Your objective:
Each line of the listing that includes the string "boot" is to be identified and copied.

◇ ◇ ◇ ◇ ◇ ◇ ◇

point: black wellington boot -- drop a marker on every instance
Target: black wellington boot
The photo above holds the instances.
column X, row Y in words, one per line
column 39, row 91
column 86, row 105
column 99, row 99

◇ ◇ ◇ ◇ ◇ ◇ ◇

Task solution:
point: black wellington boot -- drop a marker on every instance
Target: black wellington boot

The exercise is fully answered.